AVAILABLE RECORDS:
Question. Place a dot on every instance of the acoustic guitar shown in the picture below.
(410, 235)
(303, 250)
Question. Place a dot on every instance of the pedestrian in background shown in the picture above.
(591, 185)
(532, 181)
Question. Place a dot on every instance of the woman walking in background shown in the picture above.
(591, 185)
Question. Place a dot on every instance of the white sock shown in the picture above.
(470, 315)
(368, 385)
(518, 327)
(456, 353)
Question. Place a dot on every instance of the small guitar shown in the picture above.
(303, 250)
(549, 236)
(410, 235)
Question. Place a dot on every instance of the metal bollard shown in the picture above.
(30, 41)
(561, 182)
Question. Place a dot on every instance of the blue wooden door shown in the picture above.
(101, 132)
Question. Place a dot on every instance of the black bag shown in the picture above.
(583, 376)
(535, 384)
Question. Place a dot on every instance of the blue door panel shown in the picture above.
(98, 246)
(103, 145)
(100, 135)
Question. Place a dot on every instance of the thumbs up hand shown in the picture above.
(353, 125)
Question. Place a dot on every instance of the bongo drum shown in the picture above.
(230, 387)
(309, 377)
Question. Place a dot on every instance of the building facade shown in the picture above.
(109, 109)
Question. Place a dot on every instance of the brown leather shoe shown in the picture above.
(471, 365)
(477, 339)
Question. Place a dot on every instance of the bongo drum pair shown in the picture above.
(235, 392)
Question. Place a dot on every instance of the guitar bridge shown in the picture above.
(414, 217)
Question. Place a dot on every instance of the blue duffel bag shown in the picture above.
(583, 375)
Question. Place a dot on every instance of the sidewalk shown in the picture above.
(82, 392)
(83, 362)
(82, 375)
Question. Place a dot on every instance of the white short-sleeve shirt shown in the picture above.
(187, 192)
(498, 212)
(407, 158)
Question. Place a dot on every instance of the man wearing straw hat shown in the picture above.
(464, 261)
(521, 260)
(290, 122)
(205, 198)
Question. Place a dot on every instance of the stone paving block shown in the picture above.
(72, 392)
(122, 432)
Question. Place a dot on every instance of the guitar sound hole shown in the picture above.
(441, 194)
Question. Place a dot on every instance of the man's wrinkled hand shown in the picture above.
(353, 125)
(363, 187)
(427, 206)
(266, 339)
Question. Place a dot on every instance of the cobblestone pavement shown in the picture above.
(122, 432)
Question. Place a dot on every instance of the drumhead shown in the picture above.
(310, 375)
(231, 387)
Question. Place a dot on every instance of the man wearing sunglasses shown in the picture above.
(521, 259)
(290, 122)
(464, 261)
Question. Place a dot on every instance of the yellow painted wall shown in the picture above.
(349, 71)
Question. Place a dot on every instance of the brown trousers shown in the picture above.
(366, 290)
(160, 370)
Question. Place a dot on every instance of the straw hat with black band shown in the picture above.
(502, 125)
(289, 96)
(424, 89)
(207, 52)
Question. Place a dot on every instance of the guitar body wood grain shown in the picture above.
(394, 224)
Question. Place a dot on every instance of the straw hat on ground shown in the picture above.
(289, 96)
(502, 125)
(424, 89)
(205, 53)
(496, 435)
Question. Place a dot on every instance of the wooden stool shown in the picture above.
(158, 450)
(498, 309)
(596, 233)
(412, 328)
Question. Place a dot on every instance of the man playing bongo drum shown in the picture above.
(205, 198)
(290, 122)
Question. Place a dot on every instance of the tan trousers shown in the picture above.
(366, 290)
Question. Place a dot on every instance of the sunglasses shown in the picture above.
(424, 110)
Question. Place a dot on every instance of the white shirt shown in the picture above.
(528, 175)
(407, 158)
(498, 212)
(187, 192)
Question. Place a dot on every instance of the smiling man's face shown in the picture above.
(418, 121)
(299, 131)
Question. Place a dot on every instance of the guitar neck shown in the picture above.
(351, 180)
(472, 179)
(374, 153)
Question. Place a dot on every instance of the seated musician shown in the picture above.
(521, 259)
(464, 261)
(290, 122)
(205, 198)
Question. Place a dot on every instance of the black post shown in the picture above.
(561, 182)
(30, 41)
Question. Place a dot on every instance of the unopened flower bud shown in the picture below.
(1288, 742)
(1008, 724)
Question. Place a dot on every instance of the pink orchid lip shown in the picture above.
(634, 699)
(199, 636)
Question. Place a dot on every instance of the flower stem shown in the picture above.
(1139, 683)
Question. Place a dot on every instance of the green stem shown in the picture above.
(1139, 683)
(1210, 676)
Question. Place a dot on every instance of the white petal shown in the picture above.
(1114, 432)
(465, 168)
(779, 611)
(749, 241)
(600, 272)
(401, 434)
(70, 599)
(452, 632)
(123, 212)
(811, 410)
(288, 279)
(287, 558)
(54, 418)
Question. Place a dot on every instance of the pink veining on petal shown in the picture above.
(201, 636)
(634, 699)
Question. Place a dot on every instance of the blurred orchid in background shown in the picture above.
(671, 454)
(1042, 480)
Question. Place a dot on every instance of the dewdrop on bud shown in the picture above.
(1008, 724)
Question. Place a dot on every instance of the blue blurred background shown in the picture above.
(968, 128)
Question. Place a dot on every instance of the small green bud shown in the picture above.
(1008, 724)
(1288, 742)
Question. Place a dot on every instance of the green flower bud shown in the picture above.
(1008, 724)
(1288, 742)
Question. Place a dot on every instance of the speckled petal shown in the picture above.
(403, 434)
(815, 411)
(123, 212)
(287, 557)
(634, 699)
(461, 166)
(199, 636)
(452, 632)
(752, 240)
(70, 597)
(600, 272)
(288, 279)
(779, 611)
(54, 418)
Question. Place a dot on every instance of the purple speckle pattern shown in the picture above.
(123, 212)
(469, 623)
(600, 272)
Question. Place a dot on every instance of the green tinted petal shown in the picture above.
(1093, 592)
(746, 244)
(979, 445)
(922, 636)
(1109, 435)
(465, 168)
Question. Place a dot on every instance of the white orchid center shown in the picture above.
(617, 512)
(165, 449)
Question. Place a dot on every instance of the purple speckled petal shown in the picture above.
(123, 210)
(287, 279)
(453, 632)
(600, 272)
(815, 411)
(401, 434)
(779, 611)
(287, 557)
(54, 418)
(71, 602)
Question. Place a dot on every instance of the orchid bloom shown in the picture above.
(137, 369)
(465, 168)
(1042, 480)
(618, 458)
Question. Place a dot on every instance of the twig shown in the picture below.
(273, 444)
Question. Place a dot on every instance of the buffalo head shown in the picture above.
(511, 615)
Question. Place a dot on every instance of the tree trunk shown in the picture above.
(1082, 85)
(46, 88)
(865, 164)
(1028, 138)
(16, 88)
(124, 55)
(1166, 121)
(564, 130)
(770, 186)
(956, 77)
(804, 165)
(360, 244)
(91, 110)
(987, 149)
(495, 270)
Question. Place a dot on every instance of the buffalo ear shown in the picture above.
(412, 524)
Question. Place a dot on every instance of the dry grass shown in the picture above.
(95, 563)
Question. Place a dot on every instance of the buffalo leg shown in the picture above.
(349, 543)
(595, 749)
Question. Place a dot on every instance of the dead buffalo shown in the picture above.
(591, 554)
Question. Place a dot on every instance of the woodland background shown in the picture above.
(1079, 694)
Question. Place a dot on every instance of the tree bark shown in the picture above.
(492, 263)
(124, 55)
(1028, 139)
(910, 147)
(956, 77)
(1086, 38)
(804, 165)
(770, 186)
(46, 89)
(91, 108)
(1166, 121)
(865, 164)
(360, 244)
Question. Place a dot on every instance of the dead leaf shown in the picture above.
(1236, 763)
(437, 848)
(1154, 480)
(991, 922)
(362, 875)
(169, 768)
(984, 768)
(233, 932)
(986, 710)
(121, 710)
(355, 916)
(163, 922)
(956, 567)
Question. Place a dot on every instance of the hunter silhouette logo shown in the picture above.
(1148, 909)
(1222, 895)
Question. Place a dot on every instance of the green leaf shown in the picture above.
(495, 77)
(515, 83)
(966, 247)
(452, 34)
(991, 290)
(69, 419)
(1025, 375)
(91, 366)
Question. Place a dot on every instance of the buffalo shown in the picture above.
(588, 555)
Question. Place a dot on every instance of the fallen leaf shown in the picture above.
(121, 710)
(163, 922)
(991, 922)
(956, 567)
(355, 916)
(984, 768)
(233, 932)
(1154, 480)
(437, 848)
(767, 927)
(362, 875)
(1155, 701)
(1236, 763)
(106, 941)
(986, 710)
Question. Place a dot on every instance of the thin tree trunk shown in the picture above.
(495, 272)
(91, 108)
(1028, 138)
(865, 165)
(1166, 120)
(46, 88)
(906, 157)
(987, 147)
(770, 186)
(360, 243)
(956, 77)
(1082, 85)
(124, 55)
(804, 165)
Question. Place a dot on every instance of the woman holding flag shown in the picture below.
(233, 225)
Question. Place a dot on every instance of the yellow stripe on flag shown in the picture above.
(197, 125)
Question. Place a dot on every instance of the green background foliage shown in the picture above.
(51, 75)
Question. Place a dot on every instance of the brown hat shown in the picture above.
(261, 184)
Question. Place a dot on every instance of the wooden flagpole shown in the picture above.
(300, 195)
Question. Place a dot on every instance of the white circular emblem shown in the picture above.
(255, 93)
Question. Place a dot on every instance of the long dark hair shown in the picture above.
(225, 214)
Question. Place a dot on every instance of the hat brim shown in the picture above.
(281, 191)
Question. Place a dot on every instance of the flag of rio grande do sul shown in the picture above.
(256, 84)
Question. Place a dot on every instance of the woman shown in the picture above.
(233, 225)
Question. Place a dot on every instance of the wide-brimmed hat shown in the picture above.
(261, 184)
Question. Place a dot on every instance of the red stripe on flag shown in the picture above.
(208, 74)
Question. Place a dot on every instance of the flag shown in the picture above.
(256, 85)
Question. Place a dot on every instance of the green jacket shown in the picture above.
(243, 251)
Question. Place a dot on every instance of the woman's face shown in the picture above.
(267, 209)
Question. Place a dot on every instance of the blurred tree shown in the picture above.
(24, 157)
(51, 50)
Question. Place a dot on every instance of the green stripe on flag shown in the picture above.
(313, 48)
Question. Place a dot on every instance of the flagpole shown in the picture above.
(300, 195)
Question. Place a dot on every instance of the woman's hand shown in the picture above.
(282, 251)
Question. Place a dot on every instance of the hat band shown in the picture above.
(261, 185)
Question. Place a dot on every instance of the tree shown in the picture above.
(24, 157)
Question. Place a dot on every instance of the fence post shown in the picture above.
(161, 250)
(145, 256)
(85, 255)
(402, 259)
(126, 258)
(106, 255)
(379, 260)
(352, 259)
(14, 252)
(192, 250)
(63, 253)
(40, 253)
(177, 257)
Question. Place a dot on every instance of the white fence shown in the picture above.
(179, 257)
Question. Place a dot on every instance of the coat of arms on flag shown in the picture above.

TO BE DONE: Reproduce, exactly and with nothing added, the lines from the one that includes "Question. Place a dot on every instance of the woman's hand" through the last line of the material.

FINAL RESULT:
Question. Place a dot on every instance of the woman's hand shown in the picture above.
(282, 251)
Question. Place a dot on every instance of the hat band shown in the picture above.
(261, 185)
Question. Place a dot on every instance of the tree shown in the picture above.
(24, 157)
Question. Place a dot on every instance of the fence post shown in the picture above.
(161, 250)
(145, 256)
(85, 255)
(402, 259)
(126, 258)
(106, 255)
(379, 260)
(352, 259)
(14, 252)
(192, 250)
(63, 253)
(40, 253)
(177, 257)
Question. Place a dot on every instance of the white fence shown in the picture above.
(179, 257)
Question. Place a dot on every instance of the coat of arms on flag shown in the picture above.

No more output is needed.